### [TASK PROMPT]
Identify all lines in the data containing the string "grass". Copy them out.

### [DATA SUPPLIED]
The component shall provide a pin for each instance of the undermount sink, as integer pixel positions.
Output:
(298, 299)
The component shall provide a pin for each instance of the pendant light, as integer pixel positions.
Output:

...

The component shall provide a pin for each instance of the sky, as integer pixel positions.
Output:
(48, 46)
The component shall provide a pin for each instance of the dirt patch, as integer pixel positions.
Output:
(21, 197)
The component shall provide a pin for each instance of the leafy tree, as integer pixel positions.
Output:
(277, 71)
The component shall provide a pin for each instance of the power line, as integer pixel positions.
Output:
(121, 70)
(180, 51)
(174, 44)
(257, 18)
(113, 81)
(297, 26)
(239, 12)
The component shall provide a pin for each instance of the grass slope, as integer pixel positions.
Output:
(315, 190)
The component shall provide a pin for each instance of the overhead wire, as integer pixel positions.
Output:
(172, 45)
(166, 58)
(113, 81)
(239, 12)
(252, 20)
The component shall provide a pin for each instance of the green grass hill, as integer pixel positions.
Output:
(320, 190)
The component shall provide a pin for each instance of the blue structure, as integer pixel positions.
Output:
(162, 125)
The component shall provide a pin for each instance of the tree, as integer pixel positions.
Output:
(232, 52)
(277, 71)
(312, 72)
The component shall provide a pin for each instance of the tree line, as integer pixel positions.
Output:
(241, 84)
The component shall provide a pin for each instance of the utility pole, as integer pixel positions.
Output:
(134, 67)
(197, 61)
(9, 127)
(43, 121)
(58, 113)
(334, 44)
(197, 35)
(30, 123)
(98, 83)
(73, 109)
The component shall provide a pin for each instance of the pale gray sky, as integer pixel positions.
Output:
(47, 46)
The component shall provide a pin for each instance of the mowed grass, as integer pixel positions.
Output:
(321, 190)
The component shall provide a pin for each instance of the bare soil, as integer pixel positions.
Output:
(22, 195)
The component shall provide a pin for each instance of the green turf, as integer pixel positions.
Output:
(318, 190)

--

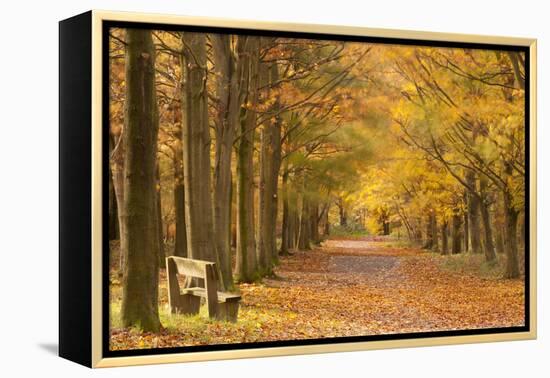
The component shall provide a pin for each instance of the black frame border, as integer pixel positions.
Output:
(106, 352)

### [RESULT FOR THIS EXERCISE]
The component shall provide a pin for each instance of the grass slope, as integer pixel positions.
The component shall provide a pin for each instance of the green grass hill, as integer pixel positions.
The component shall provide a pin for each instance of the mowed grass, as integer pixel positions.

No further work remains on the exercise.